**Work instructions**:
(1) In the passage on White Pines and the Revolutionary War, what did the "Mast Preservation Clause" forbid colonists from doing?
(2) Write what comes next in the passage on White Pines and the Revolutionary War, continuing after its final sentence.

As you are sitting back in the blazing summer heat, mowing down on brats and burgers, and watching fireworks explode above, I want you to take a moment to thank White Pines. Yes, White Pines played a critical role in securing the victory we celebrate on the Fourth of July every year. Upon a closer look at the history of the Revolutionary War, White Pines are found almost everywhere in some way, shape, or form. They were emblazoned on flags, used to build mighty war ships, and served as metaphorical tinder to start the flames of revolution.
To Start a War: Pine Tree Riot
The White Pines of Colonial North America were world-renown for their lightness, strength, and straightness. Even in the 15th century, White Pines were being shipped as far as Madagascar for mast-building. These pines were often several hundred feet old, five feet in diameter, 120 feet tall, and weighing up to 10 tons. Such trees were nowhere to be found in England, as much of England had been deforested by the end of the Middle Ages. King George I took note of this resource and included a “Mast Preservation Clause” in the Massachusetts Bay Charter, which forbade colonists from cutting trees marked with his broad arrow brand. The colonists did not take kindly to this restriction and viewed it as yet another form of taxation and unjust rule.

**Source excerpt**:

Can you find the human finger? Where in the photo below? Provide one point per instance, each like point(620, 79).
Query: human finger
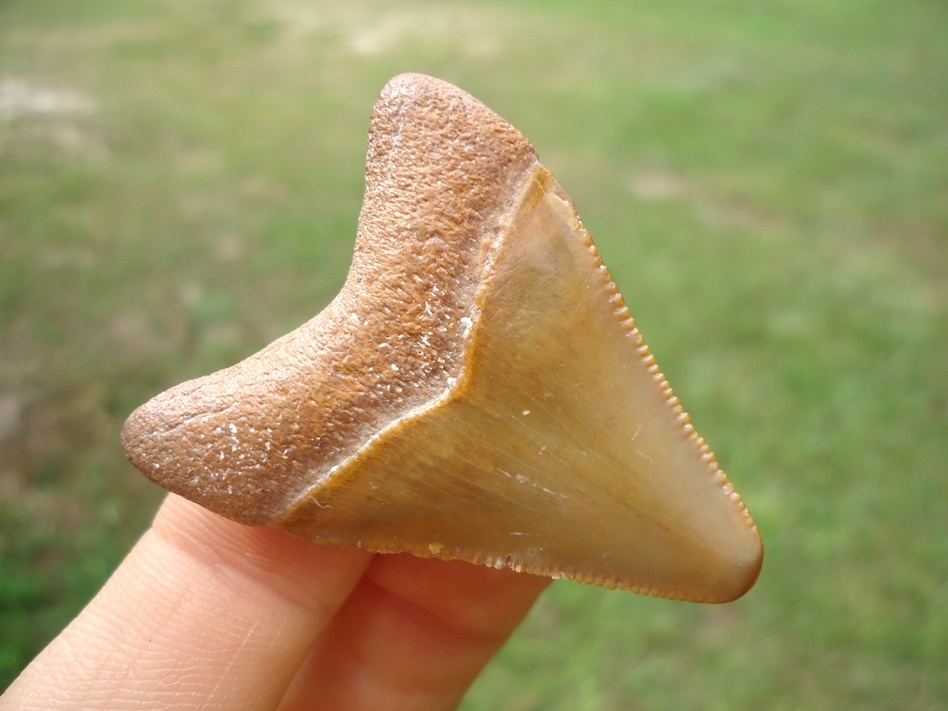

**Expected responses**:
(1) It forbade colonists from cutting trees marked with the king's broad arrow brand.

(2)
These laws went largely unenforced until 1766, when the new Governor started to inspect mills for violations. Six offending mills were found on February 2, 1772, and only a few mill owners paid the corresponding fines for cutting the Crown’s Pines. On April 13, 1772 the leader of the offending mill owners was arrested and the community’s tensions came to a boil. The following morning, more than 20 men rushed into the Sherriff’s room and “They crossed out the account against them of all logs cut, drawn and forfeited, on his bare back….They made him wish he had never heard of pine trees fit for masting the royal navy.” The sheriff and his deputy never returned to town. This localized act of resistance against British Authority was a significant, symbolic precursor to the Revolution.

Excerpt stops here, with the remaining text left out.